Begin Provided records
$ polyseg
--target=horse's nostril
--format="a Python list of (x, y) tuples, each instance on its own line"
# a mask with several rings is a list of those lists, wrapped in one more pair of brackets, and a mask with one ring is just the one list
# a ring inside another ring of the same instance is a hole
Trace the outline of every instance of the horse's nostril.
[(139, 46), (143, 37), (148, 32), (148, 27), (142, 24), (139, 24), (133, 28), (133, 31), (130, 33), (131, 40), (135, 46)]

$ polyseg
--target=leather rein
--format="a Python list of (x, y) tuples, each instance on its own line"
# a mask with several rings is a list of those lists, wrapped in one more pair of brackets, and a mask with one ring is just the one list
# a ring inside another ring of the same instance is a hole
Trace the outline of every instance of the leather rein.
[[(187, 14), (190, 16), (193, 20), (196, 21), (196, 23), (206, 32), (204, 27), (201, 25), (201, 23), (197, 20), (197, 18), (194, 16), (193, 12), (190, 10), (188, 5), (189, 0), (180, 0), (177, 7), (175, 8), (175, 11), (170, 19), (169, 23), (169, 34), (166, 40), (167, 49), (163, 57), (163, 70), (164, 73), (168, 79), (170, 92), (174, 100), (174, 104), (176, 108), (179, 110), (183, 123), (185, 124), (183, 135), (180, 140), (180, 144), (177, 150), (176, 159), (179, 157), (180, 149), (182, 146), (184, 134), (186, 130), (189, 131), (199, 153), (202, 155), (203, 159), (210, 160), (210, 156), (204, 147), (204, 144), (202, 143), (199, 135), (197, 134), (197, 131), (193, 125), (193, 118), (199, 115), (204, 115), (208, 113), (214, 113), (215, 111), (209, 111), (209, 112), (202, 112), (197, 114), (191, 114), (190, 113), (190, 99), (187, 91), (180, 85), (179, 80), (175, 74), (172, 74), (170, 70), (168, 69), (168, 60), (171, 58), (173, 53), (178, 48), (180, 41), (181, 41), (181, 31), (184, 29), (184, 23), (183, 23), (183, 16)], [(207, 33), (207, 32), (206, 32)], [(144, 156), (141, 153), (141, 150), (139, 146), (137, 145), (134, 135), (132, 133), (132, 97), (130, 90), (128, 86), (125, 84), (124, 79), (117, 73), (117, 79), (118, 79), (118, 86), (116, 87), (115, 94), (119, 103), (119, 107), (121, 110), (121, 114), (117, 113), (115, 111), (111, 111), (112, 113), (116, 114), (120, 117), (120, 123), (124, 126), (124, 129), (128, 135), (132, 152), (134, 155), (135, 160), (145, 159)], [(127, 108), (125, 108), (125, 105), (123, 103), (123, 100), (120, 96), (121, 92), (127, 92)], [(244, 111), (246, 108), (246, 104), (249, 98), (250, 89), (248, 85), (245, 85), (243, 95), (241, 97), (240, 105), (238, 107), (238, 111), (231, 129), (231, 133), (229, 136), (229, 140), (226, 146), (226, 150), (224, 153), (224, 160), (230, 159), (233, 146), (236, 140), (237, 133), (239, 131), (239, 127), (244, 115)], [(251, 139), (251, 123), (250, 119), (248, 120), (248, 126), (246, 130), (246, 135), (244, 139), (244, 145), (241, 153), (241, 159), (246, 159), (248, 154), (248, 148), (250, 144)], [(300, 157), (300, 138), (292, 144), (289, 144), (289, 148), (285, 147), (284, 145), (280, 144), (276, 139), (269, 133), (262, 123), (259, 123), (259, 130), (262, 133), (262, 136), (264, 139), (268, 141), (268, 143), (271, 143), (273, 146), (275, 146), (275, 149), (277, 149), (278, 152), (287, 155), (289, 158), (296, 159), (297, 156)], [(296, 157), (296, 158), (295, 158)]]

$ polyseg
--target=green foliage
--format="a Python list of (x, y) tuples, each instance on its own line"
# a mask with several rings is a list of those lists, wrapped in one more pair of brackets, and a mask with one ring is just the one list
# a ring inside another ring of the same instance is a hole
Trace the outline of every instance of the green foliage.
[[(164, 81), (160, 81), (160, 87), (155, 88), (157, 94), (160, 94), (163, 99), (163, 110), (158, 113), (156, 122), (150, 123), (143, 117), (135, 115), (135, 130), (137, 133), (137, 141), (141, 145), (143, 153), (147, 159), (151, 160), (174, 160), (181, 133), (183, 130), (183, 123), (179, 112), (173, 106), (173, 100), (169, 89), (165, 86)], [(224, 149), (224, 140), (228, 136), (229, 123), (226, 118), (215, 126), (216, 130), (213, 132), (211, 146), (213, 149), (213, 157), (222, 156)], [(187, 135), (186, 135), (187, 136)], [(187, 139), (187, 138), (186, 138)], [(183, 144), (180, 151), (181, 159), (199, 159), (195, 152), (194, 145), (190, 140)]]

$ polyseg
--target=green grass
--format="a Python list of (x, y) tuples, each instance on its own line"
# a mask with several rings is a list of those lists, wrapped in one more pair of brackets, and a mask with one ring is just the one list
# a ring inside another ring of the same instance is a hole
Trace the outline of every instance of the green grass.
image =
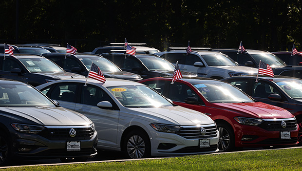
End Provided records
Your task: Rewrite every line of the records above as a numbered list, skipping blank lines and leaving out the pictures.

Response:
1. $ polyseg
2. --target=horse's nostril
3. --format="a Python list of (x, y) tuples, each instance on its own line"
4. # a mask with several rings is a list of those lists, wrapped in one more pair of brackets, and a mask with one ring is just the one list
5. # a ring inside another ring of the same instance is a hole
6. Trace the outline of every instance of the horse's nostril.
7. [(139, 46), (143, 37), (148, 32), (148, 27), (142, 24), (139, 24), (133, 28), (133, 31), (130, 33), (131, 40), (135, 46)]
8. $ polyseg
9. --target=leather rein
10. --format="a Python list of (x, y) tuples, each instance on its own line"
11. # a mask with several rings is a list of those lists, wrapped in one more pair of brackets, and a mask with one ring is just the one list
12. # a ring inside another ring of the same instance is a hole
13. Trace the outline of every instance of the leather rein.
14. [[(187, 14), (190, 16), (193, 20), (196, 21), (196, 23), (206, 32), (204, 27), (201, 25), (201, 23), (197, 20), (197, 18), (194, 16), (193, 12), (190, 10), (188, 5), (189, 0), (180, 0), (177, 7), (175, 8), (175, 11), (170, 19), (169, 23), (169, 34), (166, 40), (167, 49), (163, 57), (163, 70), (164, 73), (168, 79), (170, 92), (174, 100), (174, 104), (176, 108), (179, 110), (183, 123), (185, 124), (183, 135), (180, 140), (180, 144), (177, 150), (176, 159), (179, 157), (180, 149), (182, 146), (184, 134), (186, 130), (189, 131), (199, 153), (202, 155), (203, 159), (210, 160), (210, 156), (204, 147), (204, 144), (202, 143), (199, 135), (197, 134), (197, 131), (193, 125), (193, 118), (199, 115), (204, 115), (208, 113), (214, 113), (215, 111), (209, 111), (209, 112), (202, 112), (197, 114), (191, 114), (190, 113), (190, 99), (187, 91), (180, 85), (179, 80), (175, 74), (172, 74), (170, 70), (168, 69), (168, 60), (171, 58), (173, 53), (178, 48), (180, 41), (181, 41), (181, 31), (184, 29), (184, 23), (183, 23), (183, 16)], [(207, 33), (207, 32), (206, 32)], [(144, 156), (141, 153), (141, 150), (139, 146), (137, 145), (134, 135), (132, 133), (132, 97), (130, 90), (128, 86), (125, 84), (124, 79), (117, 73), (117, 79), (118, 79), (118, 86), (116, 87), (115, 94), (119, 103), (119, 107), (121, 110), (121, 114), (117, 113), (115, 111), (111, 111), (112, 113), (116, 114), (120, 117), (120, 123), (124, 126), (124, 129), (128, 135), (132, 152), (134, 155), (135, 160), (145, 159)], [(127, 108), (125, 108), (125, 105), (123, 103), (123, 100), (120, 96), (121, 92), (127, 92)], [(244, 111), (246, 108), (246, 104), (249, 98), (250, 89), (248, 85), (245, 85), (243, 95), (241, 97), (240, 105), (238, 107), (238, 111), (231, 129), (231, 133), (229, 136), (229, 140), (226, 146), (226, 150), (224, 153), (224, 160), (230, 159), (233, 146), (236, 140), (237, 133), (239, 131), (239, 127), (244, 115)], [(251, 139), (251, 123), (250, 119), (248, 120), (248, 126), (246, 130), (246, 135), (244, 139), (244, 145), (241, 153), (241, 159), (246, 159), (248, 154), (248, 148), (250, 144)], [(300, 157), (300, 138), (292, 144), (289, 144), (289, 148), (285, 147), (284, 145), (280, 144), (276, 139), (269, 133), (262, 123), (259, 123), (259, 130), (262, 133), (262, 136), (264, 139), (268, 141), (268, 143), (271, 143), (273, 146), (275, 146), (275, 149), (277, 149), (278, 152), (287, 155), (289, 158), (296, 159), (297, 156)], [(296, 157), (296, 158), (295, 158)]]
15. $ polyseg
16. --target=green foliage
17. --format="a Python list of (x, y) tuples, each instance on its own line"
18. # a mask with several rings is a list of those lists, wrapped in one more pair of brackets, and a mask with one ring is just the one list
19. # a ring inside another ring of the same instance is a hole
20. Trace the outline of every instance of the green foliage.
21. [[(164, 81), (160, 81), (160, 87), (155, 88), (157, 94), (160, 94), (163, 99), (163, 110), (158, 113), (156, 122), (150, 123), (143, 117), (135, 115), (135, 130), (137, 133), (137, 141), (141, 145), (143, 153), (147, 159), (151, 160), (174, 160), (181, 133), (183, 130), (183, 123), (179, 112), (173, 106), (173, 100), (169, 89), (165, 86)], [(224, 149), (224, 140), (228, 136), (229, 123), (226, 118), (215, 126), (216, 130), (213, 132), (211, 146), (213, 149), (213, 157), (222, 156)], [(187, 135), (186, 135), (187, 136)], [(187, 139), (187, 138), (186, 138)], [(183, 144), (180, 151), (181, 159), (199, 159), (195, 152), (194, 145), (190, 140)]]
22. $ polyseg
23. --target=green grass
24. --format="a Python list of (x, y) tuples, each instance on its own line"
25. # a mask with several rings is a list of those lists, wrapped in one more pair of brackets, and a mask with one ring is just the one list
26. # a ring inside another ring of the same instance is a hole
27. Trace the outline of every instance of the green grass.
28. image =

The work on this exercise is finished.